• _SET PROBLEM 1_:
Answer these questions from the blog post, one line each:
(a) In which part of the novel is the illustrated scene described?
(b) What did the writer have to start with?
(c) How did the whole world and concept of Dying Ember come together?
• _SET PROBLEM 2_:
Retype the stretch of the blog post from "And when I set" through "was always fun.".
• _SET PROBLEM 3_:
Summarize the blog post in two sentences.

• _PAGE_:

====

Although Each Separate Dying Ember starts with this phrase, whenever I imagine the beginning, it's always here:
This is, in case it is not clear, a hot-off-the-press illustration of... Well. That. It's described in moderate detail in the first few chapters. And the whole scene is a prominent image within the book.
As
first sentences go, I'd say it's a pretty good one. Lots of ambiguity,
sets the tone of the novel, gets people interested, all of that lark.
And when I set out with the first draft of Dying Ember, even I didn't have all the answers to the questions it puts forward. The whole world and concept of Dying Ember
came together pretty much as it was written. It meant a lot of editing
afterwards, but it also made for a lot of fun at the time - and that was
always the thing with this novel. It was always fun.
I
tried a lot of first lines. I tried a lot of first paragraphs and first
chapters. All I had to start off with was winged people in a modern
city, and a lot of confused loose ideas about where to go with it from
there. Gangs? Yes. Virtual reality? Probably. Gladiatorial competition?

====

• _SUPPLIED RECORDS_:
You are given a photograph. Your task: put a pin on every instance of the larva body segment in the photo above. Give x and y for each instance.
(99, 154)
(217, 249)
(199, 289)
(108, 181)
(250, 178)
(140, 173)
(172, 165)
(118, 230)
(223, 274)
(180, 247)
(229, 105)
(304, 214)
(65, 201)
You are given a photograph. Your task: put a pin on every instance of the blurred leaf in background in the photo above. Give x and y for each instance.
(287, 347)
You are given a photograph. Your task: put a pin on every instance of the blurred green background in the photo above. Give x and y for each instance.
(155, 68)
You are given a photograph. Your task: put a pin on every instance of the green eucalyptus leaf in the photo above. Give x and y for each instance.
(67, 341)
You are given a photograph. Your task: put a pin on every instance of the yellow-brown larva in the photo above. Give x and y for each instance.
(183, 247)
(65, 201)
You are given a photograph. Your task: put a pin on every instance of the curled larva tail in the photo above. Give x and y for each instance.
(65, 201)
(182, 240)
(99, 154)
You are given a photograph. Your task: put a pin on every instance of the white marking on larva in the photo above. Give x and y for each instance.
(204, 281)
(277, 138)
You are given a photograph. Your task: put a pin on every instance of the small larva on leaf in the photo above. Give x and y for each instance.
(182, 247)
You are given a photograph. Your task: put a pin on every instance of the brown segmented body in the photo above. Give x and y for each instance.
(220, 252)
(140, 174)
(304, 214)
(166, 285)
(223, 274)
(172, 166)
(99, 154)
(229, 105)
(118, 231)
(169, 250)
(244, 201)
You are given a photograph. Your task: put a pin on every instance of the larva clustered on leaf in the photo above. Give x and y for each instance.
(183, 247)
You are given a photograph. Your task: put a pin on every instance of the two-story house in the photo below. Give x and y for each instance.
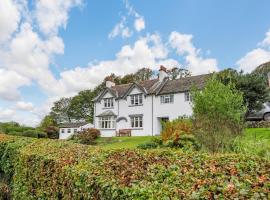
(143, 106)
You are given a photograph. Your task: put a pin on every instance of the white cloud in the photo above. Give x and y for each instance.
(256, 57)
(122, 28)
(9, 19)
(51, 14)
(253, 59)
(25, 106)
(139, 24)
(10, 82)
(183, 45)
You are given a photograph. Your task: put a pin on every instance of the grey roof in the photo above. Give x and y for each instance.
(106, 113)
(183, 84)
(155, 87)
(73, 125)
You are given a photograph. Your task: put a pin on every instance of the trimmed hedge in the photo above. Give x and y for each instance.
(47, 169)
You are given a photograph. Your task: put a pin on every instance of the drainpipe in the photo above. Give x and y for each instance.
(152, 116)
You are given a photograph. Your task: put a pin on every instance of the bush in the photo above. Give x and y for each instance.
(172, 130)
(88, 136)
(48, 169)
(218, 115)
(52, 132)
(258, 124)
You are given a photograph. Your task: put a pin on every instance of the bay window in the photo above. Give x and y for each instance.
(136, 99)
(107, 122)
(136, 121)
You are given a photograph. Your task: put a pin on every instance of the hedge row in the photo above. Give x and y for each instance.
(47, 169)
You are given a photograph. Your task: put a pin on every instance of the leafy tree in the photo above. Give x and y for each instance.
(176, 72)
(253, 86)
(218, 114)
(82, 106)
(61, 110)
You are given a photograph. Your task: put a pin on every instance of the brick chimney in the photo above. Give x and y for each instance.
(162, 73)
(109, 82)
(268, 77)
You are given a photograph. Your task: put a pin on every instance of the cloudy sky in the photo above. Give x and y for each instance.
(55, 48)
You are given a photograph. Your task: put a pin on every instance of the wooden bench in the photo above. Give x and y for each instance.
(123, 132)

====

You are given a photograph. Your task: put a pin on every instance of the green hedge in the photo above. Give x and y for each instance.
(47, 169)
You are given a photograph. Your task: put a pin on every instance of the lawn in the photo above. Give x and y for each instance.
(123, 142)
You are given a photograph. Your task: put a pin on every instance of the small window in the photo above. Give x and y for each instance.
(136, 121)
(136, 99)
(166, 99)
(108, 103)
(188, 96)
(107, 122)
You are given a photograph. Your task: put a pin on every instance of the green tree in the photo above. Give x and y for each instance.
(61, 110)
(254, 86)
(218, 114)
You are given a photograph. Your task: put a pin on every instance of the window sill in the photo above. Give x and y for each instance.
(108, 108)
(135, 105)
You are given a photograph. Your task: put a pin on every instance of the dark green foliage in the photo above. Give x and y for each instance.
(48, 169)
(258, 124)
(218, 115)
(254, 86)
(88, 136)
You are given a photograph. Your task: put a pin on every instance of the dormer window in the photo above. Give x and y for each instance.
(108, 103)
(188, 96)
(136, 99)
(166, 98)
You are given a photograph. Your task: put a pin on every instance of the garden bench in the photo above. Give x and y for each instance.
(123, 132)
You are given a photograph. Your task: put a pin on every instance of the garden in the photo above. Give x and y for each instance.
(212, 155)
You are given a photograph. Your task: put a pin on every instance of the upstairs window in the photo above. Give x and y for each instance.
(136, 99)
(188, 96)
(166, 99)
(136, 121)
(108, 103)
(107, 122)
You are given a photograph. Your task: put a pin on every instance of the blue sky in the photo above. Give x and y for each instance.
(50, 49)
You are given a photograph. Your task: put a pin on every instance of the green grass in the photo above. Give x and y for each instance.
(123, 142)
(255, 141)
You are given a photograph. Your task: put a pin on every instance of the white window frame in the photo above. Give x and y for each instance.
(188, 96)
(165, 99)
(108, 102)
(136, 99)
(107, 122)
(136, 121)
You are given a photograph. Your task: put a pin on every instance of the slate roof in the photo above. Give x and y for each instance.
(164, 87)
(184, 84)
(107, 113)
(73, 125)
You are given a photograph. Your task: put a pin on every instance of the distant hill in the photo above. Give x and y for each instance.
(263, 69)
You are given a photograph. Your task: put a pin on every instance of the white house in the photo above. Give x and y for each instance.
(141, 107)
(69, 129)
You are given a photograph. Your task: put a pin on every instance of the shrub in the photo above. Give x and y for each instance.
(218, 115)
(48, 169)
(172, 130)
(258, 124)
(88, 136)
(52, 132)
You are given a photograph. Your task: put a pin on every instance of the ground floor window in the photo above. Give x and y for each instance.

====

• _SOLUTION 1_:
(a) In the first few chapters, in moderate detail.
(b) Winged people in a modern city, and a lot of confused loose ideas about where to go with it.
(c) Pretty much as it was written.

• _SOLUTION 2_:
And when I set out with the first draft of Dying Ember, even I didn't have all the answers to the questions it puts forward. The whole world and concept of Dying Ember
came together pretty much as it was written. It meant a lot of editing
afterwards, but it also made for a lot of fun at the time - and that was
always the thing with this novel. It was always fun.

• _SOLUTION 3_:
The writer considers the first sentence of Each Separate Dying Ember a good one because it is ambiguous, sets the tone of the novel and gets people interested. The novel's world and concept came together largely as it was written, starting from winged people in a modern city and loose ideas, which meant a lot of editing afterwards but was always fun.